- _Given problem_
Copy the records verbatim, starting at their first line and stopping after the line that contains "point(143, 58)".

Entries from a pointing dataset:

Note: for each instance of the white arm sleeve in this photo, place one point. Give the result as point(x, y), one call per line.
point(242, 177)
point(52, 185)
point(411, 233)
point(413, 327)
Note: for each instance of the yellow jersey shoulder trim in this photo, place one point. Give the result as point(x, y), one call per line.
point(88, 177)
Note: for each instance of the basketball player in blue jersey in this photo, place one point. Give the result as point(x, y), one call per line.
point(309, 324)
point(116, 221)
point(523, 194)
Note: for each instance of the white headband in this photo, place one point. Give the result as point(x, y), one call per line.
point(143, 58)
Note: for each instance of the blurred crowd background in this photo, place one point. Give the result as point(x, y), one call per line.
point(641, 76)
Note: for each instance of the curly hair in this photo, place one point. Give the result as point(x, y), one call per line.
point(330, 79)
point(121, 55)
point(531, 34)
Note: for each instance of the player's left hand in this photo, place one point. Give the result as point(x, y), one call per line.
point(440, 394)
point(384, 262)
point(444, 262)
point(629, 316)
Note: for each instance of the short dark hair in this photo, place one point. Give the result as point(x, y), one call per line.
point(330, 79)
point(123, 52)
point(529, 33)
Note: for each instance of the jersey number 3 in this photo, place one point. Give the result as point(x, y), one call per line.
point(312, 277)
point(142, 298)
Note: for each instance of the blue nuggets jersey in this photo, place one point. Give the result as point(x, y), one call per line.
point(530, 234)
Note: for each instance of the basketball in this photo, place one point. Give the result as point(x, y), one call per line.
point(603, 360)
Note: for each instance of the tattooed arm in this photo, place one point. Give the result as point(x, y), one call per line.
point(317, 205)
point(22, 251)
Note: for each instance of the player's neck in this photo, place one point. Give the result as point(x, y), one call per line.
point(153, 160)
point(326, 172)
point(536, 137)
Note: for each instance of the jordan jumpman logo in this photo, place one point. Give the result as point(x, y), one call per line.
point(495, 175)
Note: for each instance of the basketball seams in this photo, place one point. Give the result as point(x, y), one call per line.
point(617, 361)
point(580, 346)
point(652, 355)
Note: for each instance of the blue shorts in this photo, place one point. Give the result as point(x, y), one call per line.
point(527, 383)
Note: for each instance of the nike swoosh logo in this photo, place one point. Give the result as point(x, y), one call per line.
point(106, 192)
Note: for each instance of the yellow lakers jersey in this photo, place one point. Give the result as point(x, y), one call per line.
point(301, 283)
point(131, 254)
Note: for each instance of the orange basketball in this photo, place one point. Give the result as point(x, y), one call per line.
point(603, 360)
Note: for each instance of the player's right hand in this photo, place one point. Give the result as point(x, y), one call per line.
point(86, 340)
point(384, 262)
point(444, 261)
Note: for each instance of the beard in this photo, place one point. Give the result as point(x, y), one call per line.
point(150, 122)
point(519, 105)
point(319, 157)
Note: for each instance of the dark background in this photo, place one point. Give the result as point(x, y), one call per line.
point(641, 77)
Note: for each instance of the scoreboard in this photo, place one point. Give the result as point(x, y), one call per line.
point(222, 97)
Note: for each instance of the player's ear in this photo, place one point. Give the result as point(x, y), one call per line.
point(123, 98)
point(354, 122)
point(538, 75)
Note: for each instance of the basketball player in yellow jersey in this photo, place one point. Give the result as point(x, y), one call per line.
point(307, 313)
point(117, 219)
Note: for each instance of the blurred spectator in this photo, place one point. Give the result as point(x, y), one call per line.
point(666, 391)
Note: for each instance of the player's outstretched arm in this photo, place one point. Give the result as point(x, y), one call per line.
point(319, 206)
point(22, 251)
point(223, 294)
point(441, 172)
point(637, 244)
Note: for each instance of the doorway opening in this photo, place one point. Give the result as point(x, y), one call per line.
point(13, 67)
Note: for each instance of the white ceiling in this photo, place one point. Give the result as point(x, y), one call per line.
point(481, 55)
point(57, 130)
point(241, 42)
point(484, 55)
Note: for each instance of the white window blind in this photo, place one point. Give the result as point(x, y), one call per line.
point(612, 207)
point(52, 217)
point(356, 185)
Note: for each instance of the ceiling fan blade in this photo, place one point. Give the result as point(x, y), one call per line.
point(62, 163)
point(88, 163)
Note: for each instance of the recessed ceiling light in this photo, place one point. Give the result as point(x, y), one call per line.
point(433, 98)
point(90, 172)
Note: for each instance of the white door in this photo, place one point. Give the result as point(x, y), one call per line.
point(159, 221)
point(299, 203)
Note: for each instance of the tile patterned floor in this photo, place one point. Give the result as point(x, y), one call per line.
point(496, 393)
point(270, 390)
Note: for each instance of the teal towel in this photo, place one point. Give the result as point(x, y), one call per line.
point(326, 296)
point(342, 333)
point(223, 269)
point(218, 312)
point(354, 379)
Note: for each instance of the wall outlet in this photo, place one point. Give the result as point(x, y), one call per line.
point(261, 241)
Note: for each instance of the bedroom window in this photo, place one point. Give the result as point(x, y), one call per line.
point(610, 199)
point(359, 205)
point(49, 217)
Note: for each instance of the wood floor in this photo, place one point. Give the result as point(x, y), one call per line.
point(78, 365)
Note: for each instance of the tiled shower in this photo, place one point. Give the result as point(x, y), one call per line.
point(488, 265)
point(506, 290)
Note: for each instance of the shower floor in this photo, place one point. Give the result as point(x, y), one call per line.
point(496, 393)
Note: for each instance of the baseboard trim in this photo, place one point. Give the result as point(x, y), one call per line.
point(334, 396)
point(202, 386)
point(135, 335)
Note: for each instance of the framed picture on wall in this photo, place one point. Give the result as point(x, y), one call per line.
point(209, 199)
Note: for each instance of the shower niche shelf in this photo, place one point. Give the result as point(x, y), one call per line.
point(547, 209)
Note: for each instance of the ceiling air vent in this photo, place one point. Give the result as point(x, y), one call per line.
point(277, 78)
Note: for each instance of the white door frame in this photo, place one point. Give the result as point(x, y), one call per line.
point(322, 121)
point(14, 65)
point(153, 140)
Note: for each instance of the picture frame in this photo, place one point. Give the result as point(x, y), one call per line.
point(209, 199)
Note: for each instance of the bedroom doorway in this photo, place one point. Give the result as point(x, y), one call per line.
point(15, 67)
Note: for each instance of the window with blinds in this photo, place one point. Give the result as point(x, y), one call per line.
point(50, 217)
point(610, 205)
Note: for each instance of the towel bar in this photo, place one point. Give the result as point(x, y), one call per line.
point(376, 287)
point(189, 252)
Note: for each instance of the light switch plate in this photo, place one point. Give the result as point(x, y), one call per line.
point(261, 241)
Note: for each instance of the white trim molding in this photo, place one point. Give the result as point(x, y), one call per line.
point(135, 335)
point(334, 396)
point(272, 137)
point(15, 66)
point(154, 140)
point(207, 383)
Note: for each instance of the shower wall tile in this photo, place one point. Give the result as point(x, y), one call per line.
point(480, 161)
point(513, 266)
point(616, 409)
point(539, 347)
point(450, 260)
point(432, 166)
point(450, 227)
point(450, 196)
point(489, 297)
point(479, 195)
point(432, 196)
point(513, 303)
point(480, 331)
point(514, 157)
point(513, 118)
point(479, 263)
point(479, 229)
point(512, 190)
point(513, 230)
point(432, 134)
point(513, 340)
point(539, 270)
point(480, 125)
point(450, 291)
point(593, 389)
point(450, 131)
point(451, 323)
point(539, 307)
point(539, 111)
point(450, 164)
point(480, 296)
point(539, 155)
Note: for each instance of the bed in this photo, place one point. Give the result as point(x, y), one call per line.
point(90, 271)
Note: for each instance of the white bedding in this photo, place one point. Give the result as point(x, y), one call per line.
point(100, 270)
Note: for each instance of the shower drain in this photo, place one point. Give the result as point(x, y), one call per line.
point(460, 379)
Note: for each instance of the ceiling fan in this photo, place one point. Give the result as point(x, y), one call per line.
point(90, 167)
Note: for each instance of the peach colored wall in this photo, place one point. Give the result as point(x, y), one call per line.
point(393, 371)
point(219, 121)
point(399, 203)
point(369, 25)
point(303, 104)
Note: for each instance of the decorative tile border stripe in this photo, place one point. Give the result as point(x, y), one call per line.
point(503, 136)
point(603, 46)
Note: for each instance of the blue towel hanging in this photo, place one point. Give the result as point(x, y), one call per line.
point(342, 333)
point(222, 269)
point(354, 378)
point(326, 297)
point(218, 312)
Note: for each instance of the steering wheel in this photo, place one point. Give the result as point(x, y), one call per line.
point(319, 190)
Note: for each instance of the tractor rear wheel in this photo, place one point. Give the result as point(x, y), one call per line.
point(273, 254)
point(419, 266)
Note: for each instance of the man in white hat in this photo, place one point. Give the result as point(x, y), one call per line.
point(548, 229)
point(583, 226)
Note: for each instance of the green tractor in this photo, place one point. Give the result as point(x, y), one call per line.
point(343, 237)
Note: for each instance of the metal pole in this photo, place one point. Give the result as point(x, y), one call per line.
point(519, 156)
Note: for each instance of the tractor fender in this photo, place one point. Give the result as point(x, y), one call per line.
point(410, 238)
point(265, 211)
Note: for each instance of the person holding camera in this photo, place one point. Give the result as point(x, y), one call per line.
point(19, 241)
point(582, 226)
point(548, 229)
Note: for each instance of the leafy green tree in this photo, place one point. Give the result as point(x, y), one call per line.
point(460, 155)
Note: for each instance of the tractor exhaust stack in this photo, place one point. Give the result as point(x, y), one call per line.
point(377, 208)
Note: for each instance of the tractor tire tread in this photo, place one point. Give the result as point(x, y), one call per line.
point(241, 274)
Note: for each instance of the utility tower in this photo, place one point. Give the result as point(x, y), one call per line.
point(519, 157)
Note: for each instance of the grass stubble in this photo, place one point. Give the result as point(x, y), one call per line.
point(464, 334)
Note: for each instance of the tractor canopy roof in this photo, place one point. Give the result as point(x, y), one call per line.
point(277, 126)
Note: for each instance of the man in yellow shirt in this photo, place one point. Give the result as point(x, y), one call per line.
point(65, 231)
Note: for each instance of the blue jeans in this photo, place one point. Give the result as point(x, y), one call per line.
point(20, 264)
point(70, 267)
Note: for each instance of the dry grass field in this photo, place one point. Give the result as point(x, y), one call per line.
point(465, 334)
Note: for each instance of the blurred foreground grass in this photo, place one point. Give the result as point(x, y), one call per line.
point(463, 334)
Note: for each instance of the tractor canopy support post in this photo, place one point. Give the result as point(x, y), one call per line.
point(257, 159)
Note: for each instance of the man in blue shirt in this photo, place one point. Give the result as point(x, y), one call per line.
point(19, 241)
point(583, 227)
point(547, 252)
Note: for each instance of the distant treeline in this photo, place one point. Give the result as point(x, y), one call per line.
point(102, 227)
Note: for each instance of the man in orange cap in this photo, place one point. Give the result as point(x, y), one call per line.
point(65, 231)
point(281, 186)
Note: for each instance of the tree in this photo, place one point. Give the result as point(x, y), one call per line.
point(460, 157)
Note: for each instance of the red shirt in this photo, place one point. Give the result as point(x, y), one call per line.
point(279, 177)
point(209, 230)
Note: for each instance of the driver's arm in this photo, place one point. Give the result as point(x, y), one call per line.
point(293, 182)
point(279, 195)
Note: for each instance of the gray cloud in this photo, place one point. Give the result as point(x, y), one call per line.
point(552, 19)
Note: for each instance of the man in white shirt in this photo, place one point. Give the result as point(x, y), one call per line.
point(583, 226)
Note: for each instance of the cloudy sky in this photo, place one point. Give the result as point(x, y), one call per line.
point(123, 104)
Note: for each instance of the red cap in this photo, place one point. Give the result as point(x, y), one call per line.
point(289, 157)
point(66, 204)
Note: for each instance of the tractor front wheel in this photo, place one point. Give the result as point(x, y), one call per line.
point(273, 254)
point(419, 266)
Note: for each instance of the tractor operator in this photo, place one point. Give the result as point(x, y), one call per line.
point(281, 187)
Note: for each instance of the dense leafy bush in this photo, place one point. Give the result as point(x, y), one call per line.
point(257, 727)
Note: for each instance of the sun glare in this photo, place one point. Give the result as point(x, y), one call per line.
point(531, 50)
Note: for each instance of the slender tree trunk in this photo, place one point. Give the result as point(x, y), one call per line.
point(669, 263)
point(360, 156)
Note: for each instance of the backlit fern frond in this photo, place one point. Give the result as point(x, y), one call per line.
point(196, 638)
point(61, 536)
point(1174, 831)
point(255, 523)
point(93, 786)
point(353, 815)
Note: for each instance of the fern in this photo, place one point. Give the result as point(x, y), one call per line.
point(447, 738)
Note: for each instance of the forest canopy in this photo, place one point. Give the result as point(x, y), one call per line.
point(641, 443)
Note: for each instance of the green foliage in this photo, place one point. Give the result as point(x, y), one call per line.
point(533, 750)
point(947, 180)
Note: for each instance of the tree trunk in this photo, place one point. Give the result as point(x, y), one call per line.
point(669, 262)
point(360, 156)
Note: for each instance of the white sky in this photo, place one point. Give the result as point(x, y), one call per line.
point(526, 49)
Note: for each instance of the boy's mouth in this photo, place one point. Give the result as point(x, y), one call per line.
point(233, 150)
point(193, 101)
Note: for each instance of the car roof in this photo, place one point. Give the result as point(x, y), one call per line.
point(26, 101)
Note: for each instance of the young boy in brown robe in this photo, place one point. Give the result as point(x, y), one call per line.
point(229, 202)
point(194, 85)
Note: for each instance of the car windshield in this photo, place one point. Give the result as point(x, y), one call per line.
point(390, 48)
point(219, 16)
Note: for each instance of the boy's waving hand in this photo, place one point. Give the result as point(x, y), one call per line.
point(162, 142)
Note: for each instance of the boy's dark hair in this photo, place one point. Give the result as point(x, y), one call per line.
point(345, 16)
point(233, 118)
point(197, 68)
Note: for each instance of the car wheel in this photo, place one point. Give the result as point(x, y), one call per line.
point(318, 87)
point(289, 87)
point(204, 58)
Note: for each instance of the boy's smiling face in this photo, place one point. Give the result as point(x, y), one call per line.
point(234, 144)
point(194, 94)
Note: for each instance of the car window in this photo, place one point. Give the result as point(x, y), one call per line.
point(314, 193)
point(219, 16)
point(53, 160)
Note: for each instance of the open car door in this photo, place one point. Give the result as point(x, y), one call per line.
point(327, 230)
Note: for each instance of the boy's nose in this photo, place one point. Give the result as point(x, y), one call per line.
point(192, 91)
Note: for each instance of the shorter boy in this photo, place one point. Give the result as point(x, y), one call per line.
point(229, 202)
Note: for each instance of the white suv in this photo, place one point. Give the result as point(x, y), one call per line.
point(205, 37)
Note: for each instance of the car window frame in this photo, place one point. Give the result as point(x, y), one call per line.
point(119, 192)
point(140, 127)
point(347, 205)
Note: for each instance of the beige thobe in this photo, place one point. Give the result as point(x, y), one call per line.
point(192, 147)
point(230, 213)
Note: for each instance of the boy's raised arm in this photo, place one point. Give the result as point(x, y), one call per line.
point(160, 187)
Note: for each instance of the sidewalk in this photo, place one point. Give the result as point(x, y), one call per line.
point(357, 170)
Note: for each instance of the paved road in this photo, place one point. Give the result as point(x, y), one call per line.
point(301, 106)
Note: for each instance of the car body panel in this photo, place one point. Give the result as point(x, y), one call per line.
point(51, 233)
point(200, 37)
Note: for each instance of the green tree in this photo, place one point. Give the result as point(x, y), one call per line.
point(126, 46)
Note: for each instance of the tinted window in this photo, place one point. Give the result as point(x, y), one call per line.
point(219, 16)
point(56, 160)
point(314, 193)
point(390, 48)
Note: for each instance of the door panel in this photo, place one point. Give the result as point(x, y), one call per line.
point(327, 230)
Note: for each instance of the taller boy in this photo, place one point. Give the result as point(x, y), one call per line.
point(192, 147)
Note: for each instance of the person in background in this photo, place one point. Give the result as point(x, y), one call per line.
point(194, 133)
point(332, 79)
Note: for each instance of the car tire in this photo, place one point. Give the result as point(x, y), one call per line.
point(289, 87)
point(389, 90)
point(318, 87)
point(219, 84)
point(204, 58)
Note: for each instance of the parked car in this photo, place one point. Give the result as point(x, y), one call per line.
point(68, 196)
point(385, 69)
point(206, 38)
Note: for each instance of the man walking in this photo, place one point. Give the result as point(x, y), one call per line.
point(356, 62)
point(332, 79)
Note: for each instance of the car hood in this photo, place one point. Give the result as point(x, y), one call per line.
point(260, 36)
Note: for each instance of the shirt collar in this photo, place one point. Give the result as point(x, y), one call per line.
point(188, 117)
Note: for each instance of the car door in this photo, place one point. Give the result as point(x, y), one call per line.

- _Complete answer_
Note: for each instance of the white arm sleeve in this photo, place one point. Give the result as point(x, y), one call per line.
point(242, 177)
point(52, 185)
point(411, 233)
point(413, 327)
Note: for each instance of the yellow jersey shoulder trim in this photo, place one point. Give the result as point(x, y), one call per line.
point(88, 177)
Note: for each instance of the basketball player in blue jersey in this photo, place one point. Give the result as point(x, y), one call per line.
point(309, 324)
point(116, 221)
point(523, 194)
Note: for each instance of the white headband in this photo, place one point. Give the result as point(x, y), one call per line.
point(143, 58)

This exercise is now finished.